What is required:
Please convert the rows into a Markdown table with the columns Index and Entry, starting at the line that contains "Final review — confirm that every roof" and ending at the last line of the rows. Give each line its number under Index and its text under Entry, and leave out blank lines.

Data for this exercise:
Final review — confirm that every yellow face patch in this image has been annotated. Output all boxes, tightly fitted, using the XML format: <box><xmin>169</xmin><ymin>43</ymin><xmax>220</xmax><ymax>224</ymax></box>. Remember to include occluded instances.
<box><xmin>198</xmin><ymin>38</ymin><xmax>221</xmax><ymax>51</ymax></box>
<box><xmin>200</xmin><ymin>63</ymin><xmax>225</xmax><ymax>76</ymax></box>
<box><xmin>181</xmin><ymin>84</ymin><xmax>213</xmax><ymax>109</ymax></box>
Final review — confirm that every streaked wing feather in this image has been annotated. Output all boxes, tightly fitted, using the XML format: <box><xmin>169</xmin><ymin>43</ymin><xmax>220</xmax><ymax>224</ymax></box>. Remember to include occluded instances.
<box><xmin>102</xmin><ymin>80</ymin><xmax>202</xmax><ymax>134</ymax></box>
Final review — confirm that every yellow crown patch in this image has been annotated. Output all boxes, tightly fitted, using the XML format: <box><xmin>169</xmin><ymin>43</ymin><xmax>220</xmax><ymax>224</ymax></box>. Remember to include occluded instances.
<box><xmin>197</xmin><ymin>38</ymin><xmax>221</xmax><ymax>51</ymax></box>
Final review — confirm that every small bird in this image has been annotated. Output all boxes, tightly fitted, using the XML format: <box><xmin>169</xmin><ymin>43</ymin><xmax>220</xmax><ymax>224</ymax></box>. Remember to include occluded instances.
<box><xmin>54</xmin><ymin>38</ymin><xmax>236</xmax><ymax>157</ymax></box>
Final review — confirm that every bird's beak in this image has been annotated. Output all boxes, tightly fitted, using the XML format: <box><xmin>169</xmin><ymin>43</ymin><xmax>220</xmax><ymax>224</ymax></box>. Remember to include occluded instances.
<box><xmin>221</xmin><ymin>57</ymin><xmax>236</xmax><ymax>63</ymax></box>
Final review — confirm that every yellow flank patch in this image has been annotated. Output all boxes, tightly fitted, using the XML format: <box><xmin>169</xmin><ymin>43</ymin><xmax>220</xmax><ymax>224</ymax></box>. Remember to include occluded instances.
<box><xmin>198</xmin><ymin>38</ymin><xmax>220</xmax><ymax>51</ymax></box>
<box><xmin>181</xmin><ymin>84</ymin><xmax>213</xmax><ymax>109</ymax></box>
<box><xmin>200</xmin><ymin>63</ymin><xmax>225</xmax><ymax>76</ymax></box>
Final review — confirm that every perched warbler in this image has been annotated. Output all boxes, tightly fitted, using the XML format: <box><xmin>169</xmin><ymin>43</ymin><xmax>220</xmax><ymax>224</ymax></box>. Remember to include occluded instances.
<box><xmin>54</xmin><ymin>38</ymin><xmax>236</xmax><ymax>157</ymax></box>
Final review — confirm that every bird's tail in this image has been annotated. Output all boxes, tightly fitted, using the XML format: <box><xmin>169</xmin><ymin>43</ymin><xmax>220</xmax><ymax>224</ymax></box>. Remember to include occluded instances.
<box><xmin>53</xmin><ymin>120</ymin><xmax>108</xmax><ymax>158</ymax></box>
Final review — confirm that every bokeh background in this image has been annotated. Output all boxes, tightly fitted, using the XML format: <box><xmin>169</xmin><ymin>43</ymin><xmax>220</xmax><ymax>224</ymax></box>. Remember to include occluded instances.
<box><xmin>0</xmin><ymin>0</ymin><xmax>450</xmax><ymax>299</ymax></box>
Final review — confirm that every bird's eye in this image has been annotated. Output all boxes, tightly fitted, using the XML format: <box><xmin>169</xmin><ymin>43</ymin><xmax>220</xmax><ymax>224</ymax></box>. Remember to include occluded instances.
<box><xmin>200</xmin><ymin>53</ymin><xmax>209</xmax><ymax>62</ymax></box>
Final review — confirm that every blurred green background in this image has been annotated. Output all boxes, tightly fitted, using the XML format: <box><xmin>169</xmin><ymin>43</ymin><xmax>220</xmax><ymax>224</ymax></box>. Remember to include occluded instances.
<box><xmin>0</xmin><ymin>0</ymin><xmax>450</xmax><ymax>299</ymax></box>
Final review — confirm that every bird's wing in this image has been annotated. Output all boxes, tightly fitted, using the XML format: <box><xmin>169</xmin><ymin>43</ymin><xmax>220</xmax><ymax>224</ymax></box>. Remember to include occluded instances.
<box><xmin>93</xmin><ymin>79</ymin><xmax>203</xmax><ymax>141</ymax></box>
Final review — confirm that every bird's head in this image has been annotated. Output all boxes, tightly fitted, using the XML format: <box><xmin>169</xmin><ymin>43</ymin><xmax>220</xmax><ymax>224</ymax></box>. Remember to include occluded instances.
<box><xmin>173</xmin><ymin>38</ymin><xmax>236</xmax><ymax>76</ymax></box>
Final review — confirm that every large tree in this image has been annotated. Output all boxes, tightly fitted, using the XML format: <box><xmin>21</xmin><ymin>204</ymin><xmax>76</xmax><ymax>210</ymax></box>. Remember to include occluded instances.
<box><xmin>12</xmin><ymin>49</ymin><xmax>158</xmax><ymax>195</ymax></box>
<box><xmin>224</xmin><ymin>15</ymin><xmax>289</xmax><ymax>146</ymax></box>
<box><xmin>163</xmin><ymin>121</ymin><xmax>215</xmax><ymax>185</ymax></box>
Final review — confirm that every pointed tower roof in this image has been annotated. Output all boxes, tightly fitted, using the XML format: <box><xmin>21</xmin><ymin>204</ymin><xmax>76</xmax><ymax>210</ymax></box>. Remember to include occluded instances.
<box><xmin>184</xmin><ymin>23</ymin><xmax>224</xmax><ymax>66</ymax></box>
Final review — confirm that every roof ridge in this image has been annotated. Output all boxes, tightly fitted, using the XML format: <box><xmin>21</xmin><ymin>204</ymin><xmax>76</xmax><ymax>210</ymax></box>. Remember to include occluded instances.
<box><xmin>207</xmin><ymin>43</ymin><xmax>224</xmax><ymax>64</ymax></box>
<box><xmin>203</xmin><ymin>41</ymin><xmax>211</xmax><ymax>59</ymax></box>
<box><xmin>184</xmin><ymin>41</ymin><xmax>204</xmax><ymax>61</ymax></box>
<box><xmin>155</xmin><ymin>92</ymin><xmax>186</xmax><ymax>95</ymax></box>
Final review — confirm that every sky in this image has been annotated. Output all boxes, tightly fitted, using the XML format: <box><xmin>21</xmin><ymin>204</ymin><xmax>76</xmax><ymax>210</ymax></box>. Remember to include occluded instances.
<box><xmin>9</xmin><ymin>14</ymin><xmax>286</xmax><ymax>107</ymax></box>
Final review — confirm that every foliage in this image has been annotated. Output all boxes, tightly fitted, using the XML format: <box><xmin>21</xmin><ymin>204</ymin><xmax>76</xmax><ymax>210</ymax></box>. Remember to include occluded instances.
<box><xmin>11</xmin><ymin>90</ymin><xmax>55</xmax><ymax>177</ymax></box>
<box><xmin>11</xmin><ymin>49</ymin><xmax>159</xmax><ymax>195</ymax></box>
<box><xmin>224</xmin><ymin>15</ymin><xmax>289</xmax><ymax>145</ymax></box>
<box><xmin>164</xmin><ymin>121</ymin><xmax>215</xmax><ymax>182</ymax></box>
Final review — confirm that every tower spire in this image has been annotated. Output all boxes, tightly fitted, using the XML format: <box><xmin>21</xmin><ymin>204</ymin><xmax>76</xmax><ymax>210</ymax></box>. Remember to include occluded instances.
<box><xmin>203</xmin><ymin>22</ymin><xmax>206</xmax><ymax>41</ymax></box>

Full response:
| Index | Entry |
|---|---|
| 1 | Final review — confirm that every roof ridge in this image has been annotated. Output all boxes, tightly fitted, using the XML format: <box><xmin>21</xmin><ymin>204</ymin><xmax>76</xmax><ymax>210</ymax></box>. Remember to include occluded instances. |
| 2 | <box><xmin>207</xmin><ymin>43</ymin><xmax>224</xmax><ymax>64</ymax></box> |
| 3 | <box><xmin>203</xmin><ymin>41</ymin><xmax>211</xmax><ymax>59</ymax></box> |
| 4 | <box><xmin>184</xmin><ymin>41</ymin><xmax>204</xmax><ymax>61</ymax></box> |
| 5 | <box><xmin>155</xmin><ymin>92</ymin><xmax>186</xmax><ymax>95</ymax></box> |
| 6 | Final review — confirm that every sky in this image has been annotated. Output all boxes, tightly fitted, using the XML format: <box><xmin>21</xmin><ymin>204</ymin><xmax>76</xmax><ymax>210</ymax></box>. Remember to include occluded instances. |
| 7 | <box><xmin>9</xmin><ymin>14</ymin><xmax>286</xmax><ymax>107</ymax></box> |
| 8 | Final review — confirm that every foliage in this image has been annotated. Output all boxes, tightly fitted, using the XML format: <box><xmin>21</xmin><ymin>204</ymin><xmax>76</xmax><ymax>210</ymax></box>. Remember to include occluded instances. |
| 9 | <box><xmin>11</xmin><ymin>90</ymin><xmax>55</xmax><ymax>177</ymax></box> |
| 10 | <box><xmin>11</xmin><ymin>49</ymin><xmax>159</xmax><ymax>195</ymax></box> |
| 11 | <box><xmin>224</xmin><ymin>15</ymin><xmax>289</xmax><ymax>145</ymax></box> |
| 12 | <box><xmin>164</xmin><ymin>121</ymin><xmax>215</xmax><ymax>182</ymax></box> |
| 13 | Final review — confirm that every tower spire in this image has been annotated. Output all boxes, tightly fitted, using the XML format: <box><xmin>21</xmin><ymin>204</ymin><xmax>76</xmax><ymax>210</ymax></box>. Remember to include occluded instances. |
| 14 | <box><xmin>203</xmin><ymin>22</ymin><xmax>206</xmax><ymax>41</ymax></box> |